# [THE TASK]
Go through the records below and write each one out again unchanged.

Dataset entries:
◇ ◇ ◇ ◇ ◇ ◇ ◇
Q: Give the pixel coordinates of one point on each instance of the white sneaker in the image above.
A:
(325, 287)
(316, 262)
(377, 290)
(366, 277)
◇ ◇ ◇ ◇ ◇ ◇ ◇
# [WRITTEN RESPONSE]
Q: Give the pixel coordinates of one point on each instance of the white sneaker in the image above.
A:
(325, 287)
(316, 262)
(377, 290)
(366, 277)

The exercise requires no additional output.